→ OBJECTIVE
Gather every line of the data below that contains the word "hair", and copy each one unchanged.
++++ SUPPLIED DATA ++++
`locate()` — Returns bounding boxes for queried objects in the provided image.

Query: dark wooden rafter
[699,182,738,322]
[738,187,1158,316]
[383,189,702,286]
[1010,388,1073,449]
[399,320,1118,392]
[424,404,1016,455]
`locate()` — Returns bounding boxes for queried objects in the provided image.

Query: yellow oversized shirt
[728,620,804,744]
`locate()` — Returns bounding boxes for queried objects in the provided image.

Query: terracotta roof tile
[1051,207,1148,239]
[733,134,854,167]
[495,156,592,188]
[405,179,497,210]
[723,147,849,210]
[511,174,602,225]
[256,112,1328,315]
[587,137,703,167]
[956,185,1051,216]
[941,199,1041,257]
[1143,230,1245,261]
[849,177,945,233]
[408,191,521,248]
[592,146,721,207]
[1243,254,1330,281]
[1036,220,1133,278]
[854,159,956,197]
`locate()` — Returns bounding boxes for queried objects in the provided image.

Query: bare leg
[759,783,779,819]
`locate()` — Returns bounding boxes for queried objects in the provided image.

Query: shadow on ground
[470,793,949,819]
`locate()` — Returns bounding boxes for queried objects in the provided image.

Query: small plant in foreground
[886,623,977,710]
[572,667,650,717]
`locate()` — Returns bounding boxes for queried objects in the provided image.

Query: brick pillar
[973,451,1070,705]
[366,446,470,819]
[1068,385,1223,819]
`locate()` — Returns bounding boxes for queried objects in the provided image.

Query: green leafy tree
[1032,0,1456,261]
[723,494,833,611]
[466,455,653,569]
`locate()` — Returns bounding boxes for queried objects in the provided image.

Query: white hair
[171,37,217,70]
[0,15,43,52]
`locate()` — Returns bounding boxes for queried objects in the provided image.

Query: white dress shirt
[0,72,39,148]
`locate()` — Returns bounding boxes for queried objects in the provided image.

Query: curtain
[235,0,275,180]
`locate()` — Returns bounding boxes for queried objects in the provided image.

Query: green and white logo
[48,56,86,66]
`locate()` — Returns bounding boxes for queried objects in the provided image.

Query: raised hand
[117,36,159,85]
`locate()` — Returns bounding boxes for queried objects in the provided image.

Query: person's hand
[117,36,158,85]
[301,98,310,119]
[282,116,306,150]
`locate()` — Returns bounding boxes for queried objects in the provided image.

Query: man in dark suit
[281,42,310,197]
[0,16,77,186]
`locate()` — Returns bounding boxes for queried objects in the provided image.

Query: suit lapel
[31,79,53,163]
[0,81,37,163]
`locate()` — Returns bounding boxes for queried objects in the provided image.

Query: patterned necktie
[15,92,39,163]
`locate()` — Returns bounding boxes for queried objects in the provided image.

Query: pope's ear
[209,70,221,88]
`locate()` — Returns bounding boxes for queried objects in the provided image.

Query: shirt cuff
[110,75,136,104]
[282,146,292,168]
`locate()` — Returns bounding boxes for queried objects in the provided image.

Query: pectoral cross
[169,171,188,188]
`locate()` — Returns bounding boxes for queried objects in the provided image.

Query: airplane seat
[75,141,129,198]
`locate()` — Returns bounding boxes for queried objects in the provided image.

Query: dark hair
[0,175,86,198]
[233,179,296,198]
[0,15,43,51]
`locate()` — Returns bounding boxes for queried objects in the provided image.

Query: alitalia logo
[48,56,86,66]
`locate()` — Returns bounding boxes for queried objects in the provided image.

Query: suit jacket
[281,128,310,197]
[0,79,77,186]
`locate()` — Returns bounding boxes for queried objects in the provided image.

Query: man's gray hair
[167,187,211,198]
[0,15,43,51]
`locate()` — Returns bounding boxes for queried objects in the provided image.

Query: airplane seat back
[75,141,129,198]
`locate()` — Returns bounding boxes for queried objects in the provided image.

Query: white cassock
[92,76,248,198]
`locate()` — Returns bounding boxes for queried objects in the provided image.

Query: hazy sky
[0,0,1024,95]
++++
→ REPLY TO THE TASK
Query: white hair
Query: dark hair
Query: man's gray hair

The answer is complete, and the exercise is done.